*** Block opens ***
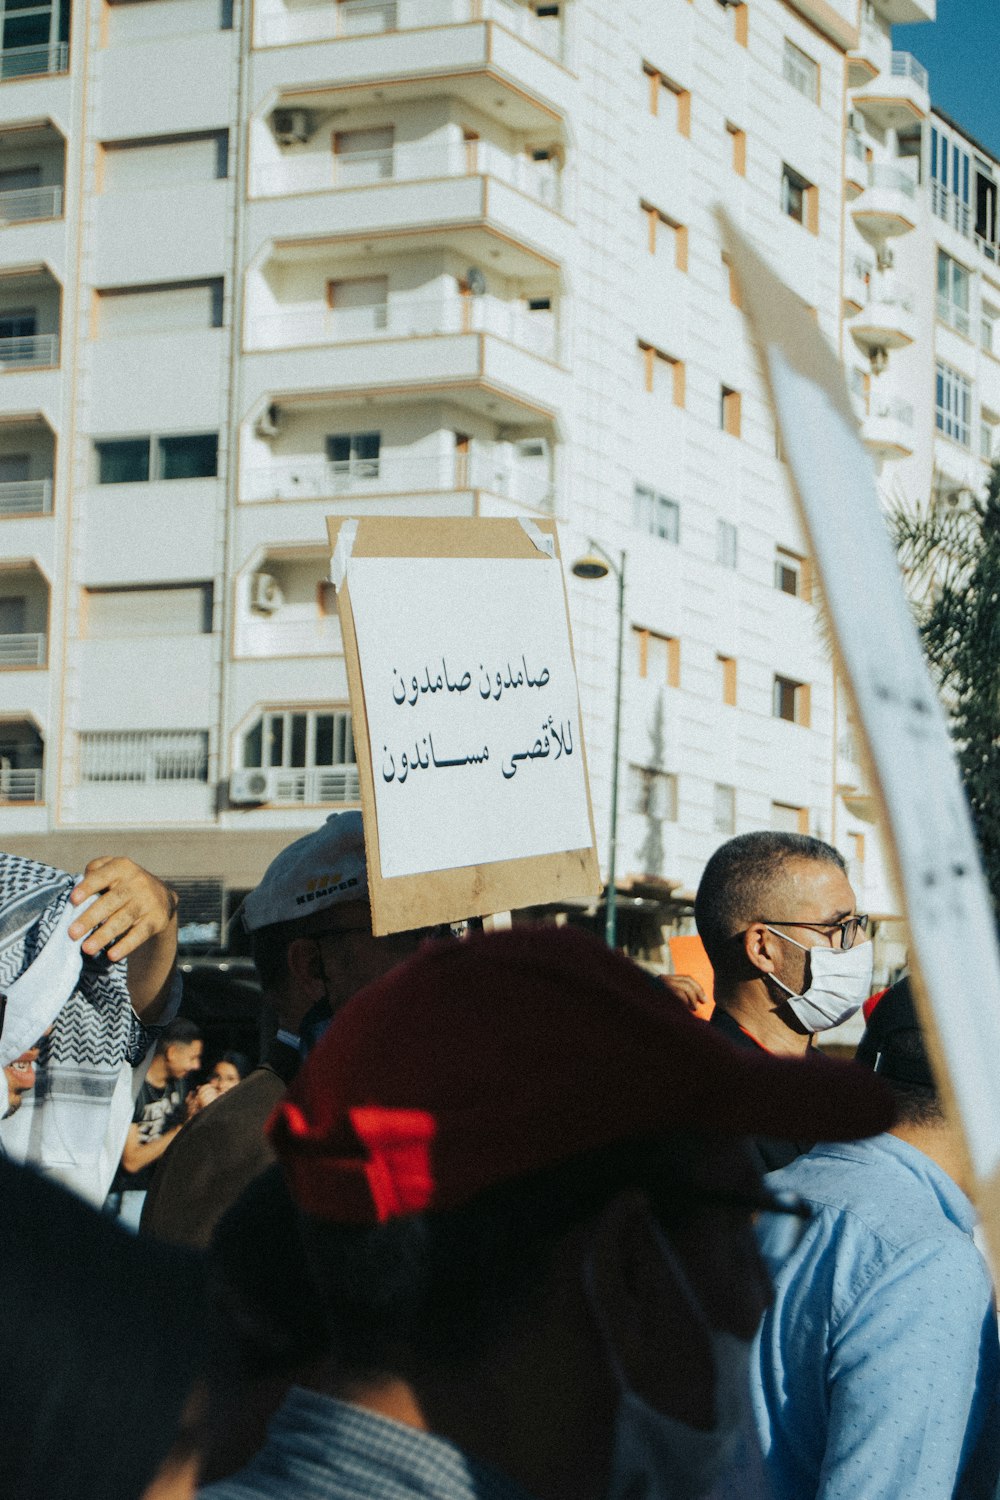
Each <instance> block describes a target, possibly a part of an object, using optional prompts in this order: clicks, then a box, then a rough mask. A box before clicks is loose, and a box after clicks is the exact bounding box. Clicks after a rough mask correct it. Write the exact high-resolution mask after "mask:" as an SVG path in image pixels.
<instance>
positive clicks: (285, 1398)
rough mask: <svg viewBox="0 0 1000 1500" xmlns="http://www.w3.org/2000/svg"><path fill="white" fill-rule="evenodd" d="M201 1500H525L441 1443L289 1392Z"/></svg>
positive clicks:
*** Block closes ***
What is expected
Rewrite all of the lines above with "positive clicks" swapped for "foreground clicks" wherever it appears, changing nothing else. Leave the pictures out.

Reply to the exercise
Each <instance> block describes a target, possibly a part of an object, using optional prompts in this order: clicks, then a box, then a rough mask. A box before clicks is loose, and a box after clicks is the exact bounding box. Clicks after a rough mask correct it. Write the exact high-resolution mask after "mask:" as an SVG path in image pixels.
<instance>
foreground clicks: (285, 1398)
rough mask: <svg viewBox="0 0 1000 1500" xmlns="http://www.w3.org/2000/svg"><path fill="white" fill-rule="evenodd" d="M201 1500H525L441 1443L289 1392Z"/></svg>
foreground clicks:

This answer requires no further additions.